§ **Поставленное задание 1**
Чему, согласно тексту о Салтыкове-Щедрине и «Отечественных записках», журнал был обязан своей огромной популярностью? Ответьте одним-двумя предложениями.
§ **Поставленное задание 2**
Перечислите всех людей, которые названы по фамилии в тексте о Салтыкове-Щедрине и «Отечественных записках».
§ **Поставленное задание 3**
Допишите следующую часть текста о Салтыкове-Щедрине и «Отечественных записках», продолжив его после последнего предложения.

§ **Исходный текст**
####

Главным образом стихотворениям Некрасова и сатирам Салтыкова-Щедрина «Отечественные записки» были обязаны своей огромной популярностью. Этот лучший журнал семидесятых и первой половины восьмидесятых годов был преемником «Современника», активным продолжателем его революционно-демократических традиций. «В «Отечественные записки» вселился дух усопшего «Современника». Известно, что дух этого покойника отличался удивительною цельностью; книжки «Современника» были замечательны единством своего состава, полнотой внутренней гармонии. Качество это присуще и «Отечественным запискам»1. Цитированные слова принадлежат одному из публицистов реакционной «Зари», вынужденному
1 «Заря», 1871, № 3, отд. II, стр. 17.
признать громадное значение возглавляемого сатириком демократического органа в духовной жизни России.

Салтыков-Щедрин часто писал в журнале по вопросам литературно-критическим. И в тексте художественных произведений, и в специальных статьях и рецензиях он высказал интереснейшие мысли о специфике искусства, о задачах литературы и, в частности, сатиры1.

Материалистические идеи русской эстетики, с таким блеском и глубиной мысли провозглашенные Белинским, а затем Чернышевским, нашли сильных сторонников в литературе. Здесь прежде всего должно быть названо имя Салтыкова-Щедрина. В статье о поэте А. В. Кольцове, особенно в запрещенном цензурой варианте (статья написана летом 1856 года, некоторое время спустя после появления диссертации и «Очерков гоголевского периода русской литературы» Чернышевского), утверждалось, что большой художник всегда является «представителем современной идеи и современных интересов общества».

Салтыков-Щедрин блестяще опровергал идеалистическое понимание художественности, когда литературе отказывают быть средством образного познания мира, когда из творчества изгоняется мировоззрение, которое хотят заменить интуицией, «прирожденной силой созерцания». Сатирик отвечал рутинерам от эстетики: «Мы тогда только интересуемся произведением науки или искусства, когда оно объясняет нам истину жизни и истину природы». Художник, непричастный «труду современности», будет лишь создателем бесцветных «кунштуков». Вслед за Чернышевским и Добролюбовым Салтыков-Щедрин ценил в литературе «главный орган общественного самосознания». Залог успеха «искусства слова» он видел в углублении и расширении его реалистического содержания. Подлинное искусство «чем ближе вглядывается в жизнь, чем глубже захватывает вопросы, ею выдвигаемые, тем достойнее носит свое имя».

####

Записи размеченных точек
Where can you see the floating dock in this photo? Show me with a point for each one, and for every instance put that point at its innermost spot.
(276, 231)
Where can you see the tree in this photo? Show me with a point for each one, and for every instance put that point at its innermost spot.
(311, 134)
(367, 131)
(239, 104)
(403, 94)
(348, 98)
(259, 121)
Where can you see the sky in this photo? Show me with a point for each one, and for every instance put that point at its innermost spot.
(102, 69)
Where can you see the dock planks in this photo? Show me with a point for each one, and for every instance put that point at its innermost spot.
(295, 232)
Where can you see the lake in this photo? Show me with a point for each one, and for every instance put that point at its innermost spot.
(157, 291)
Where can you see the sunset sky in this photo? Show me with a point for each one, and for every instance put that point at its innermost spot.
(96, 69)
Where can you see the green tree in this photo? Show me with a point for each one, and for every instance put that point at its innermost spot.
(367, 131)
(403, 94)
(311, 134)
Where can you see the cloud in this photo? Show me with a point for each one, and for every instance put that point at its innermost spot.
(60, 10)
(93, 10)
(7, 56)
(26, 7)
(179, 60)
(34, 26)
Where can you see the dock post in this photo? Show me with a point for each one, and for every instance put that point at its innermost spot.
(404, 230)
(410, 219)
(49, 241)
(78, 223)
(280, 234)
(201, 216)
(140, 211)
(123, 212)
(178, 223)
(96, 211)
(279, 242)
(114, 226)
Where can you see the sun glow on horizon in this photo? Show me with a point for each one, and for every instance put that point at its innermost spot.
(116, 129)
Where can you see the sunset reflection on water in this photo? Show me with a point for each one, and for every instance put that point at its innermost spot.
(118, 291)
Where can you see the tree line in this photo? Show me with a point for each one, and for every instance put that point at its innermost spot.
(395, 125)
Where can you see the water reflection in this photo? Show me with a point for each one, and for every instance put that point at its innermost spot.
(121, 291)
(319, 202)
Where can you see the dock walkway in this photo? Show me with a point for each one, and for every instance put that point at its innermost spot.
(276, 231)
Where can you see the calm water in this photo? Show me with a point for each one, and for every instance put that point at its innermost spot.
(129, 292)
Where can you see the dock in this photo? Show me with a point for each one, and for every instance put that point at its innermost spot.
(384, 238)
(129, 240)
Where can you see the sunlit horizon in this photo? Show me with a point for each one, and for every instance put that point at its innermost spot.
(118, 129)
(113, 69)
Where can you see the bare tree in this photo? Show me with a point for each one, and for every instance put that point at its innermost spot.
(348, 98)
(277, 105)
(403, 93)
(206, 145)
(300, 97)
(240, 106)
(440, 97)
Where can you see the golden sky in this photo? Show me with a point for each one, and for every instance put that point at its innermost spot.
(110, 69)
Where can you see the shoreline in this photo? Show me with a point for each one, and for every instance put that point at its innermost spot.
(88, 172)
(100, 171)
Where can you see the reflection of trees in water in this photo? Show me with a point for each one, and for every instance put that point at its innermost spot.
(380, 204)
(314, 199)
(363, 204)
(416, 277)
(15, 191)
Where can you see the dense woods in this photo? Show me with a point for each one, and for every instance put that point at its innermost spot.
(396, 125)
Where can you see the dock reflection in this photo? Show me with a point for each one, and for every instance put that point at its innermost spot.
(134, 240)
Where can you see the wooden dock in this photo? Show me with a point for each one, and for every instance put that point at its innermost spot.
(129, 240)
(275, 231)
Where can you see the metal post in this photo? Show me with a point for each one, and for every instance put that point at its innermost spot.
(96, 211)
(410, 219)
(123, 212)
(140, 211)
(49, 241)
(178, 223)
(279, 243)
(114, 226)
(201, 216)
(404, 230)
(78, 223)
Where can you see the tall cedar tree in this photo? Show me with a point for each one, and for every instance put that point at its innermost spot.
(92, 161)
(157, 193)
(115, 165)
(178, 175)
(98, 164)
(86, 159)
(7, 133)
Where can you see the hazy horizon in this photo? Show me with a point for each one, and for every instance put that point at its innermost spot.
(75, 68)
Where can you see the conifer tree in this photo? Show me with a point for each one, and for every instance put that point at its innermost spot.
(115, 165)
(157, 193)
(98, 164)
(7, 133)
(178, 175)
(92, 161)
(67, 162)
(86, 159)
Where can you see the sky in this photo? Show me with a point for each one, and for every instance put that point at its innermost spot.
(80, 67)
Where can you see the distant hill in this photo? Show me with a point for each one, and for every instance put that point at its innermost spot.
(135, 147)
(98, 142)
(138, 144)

####

§ **Ожидаемый ответ 1**
Своей огромной популярностью «Отечественные записки» были обязаны главным образом стихотворениям Некрасова и сатирам Салтыкова-Щедрина.

§ **Ожидаемый ответ 2**
Некрасов, Салтыков-Щедрин, Белинский, Чернышевский, А. В. Кольцов, Добролюбов.

§ **Ожидаемый ответ 3**
Особенно часто Салтыков-Щедрин — критик останавливается на той мысли, что только передовое мировоззрение способно помочь художнику правильно уяснить общественные цели творчества. Литература, лишенная широких социально-нравственных идеалов, по язвительному замечанию сатирика, — есть «картонная» литература. К ней он относил мелкое литературное обличительство, благонамеренную беллетристику, отмеченную скукой, бессодержательностью «мотыльковую поэзию». «Над всем этим, — писал Салтыков-Щедрин, — царит беспримерная бесталанность и неслыханнейшая бедность миросозерцания». В программных статьях «Напрасные опасения» (1868), «Уличная философия» (1869) с замечательной теоретической глубиной Салтыков-Щедрин рассматривает идейность, тенденциозность в литературе как непременное условие истинной ее художественности. В типах, создаваемых великими писателями, обобщено нечто значительное в жизни, схвачен ее общий смысл.
1 См. подробнее: А. Лаврецкий, Щедрин — литературный критик, Гослитиздат, М. 1935.

Салтыков-Щедрин отстаивал в творчестве руководящую роль разумной мысли, мысли сомневающейся и неудовлетворенной, мысли анализирующей и оценивающей. «Мысль, — писал он, — есть главный и неизбежный фактор всех человеческих действий; творчество же есть воплощение мысли в живых образах или в ясном логическом изложении».

Во многих случаях, когда Салтыкову-Щедрину нужно определить и характеризовать цели литературы, и в особенности сатиры, он, как правило, обращался к таким понятиям, как «художественное исследование», «уяснительный процесс», «анализ», «социальный диагноз», «художественное разъяснение».

Принцип «анализа» и «исследования» был одним из основных эстетических принципов реалистической сатиры. Он органически отвечал просветительской, доктрине революционной демократии.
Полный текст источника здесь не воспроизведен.